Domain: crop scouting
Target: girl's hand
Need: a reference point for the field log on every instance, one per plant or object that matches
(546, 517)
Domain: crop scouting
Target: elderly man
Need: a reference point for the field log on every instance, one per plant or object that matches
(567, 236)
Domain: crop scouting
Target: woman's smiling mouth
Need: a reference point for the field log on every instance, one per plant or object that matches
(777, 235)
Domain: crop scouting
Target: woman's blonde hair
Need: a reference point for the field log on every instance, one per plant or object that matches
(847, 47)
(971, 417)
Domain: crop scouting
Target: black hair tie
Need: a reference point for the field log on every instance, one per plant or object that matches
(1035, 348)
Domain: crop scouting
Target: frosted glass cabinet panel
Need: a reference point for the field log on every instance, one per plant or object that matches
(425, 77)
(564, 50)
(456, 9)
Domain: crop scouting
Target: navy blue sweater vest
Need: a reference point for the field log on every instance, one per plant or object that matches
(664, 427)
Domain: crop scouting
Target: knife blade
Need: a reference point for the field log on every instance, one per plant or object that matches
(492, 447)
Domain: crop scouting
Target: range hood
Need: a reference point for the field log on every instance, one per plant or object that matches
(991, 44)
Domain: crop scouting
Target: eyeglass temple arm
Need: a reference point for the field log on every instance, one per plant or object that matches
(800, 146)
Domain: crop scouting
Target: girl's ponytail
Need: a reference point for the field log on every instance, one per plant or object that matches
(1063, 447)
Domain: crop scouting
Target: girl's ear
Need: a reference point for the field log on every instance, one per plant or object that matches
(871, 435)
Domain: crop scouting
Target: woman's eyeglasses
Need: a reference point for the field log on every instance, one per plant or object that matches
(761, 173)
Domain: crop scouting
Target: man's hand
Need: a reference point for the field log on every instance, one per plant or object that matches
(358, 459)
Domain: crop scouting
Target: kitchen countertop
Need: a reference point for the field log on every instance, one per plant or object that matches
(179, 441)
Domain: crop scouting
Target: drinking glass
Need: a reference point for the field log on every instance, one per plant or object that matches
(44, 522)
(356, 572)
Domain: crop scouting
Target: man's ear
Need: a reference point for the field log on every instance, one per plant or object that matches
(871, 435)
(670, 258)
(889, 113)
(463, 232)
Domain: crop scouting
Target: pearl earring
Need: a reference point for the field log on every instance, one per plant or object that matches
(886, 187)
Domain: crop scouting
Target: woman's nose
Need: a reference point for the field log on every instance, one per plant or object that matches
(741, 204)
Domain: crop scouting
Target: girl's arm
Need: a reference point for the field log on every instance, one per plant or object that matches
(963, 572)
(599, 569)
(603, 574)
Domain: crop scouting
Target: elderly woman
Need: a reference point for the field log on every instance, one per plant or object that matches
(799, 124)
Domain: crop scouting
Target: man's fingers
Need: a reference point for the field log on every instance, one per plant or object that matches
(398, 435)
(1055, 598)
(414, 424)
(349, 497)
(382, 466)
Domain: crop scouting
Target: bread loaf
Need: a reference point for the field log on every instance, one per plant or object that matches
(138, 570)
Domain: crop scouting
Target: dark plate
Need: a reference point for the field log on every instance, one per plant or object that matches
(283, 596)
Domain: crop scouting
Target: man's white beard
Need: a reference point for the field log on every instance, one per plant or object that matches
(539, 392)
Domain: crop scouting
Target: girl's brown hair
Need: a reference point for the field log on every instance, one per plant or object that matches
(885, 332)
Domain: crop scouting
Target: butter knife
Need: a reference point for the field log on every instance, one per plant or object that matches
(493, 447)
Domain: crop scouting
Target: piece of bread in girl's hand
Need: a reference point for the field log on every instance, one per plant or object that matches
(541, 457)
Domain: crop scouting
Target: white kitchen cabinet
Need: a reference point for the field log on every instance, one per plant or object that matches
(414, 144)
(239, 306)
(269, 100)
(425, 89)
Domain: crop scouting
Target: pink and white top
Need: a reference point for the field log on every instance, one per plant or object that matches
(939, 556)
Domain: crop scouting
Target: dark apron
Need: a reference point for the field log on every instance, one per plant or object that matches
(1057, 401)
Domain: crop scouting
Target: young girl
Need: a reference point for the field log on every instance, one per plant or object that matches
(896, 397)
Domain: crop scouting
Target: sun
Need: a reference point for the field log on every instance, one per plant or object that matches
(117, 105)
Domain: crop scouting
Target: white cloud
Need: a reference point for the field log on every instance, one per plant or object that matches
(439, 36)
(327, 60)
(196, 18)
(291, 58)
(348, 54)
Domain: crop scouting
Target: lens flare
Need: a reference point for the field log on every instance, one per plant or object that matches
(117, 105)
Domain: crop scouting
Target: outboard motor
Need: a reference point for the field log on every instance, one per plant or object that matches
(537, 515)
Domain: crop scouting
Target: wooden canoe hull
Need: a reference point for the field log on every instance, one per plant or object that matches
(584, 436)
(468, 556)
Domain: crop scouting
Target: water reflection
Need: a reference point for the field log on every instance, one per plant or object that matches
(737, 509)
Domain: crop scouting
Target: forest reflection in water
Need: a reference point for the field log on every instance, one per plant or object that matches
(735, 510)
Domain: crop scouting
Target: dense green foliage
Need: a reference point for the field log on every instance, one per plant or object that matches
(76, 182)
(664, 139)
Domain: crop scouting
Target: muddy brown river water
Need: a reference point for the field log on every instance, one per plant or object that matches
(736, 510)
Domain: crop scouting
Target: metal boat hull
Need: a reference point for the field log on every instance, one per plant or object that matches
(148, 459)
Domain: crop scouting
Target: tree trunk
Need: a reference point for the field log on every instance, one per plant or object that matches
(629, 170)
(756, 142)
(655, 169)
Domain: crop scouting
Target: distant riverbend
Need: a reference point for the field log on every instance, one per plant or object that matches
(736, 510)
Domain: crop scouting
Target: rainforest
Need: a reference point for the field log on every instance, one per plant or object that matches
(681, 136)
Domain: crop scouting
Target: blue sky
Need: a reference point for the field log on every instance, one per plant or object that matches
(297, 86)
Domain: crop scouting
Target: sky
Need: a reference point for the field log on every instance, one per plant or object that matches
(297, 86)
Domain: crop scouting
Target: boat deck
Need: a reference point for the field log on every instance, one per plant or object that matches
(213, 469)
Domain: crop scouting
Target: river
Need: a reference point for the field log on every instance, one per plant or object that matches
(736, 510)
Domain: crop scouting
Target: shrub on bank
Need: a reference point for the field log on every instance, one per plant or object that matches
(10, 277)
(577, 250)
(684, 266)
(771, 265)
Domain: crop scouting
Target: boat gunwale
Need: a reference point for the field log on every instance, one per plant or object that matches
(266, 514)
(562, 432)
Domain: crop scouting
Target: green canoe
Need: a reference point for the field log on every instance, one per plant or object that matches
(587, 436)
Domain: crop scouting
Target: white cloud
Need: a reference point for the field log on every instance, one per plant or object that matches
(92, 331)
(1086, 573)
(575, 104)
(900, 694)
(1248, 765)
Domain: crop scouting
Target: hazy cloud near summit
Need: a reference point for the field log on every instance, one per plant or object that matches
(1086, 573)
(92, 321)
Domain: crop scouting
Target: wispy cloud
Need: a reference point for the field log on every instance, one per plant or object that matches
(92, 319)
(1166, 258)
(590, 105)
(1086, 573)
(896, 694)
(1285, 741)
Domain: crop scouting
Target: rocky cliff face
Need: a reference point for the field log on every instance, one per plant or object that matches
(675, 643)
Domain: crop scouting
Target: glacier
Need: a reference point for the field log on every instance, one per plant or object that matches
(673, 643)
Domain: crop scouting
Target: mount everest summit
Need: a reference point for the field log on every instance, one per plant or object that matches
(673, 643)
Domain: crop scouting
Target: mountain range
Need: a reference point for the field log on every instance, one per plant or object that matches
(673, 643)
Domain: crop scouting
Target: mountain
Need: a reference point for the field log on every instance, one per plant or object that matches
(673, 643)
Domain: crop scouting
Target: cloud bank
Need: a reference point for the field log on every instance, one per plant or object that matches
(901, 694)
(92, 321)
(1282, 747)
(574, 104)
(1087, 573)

+--

PROBLEM DETAILS
Please gather every line in the material above that contains the word "hull" and copy each of those lines in full.

RESPONSE TO THIS TASK
Target: wooden canoe hull
Target: metal boat hull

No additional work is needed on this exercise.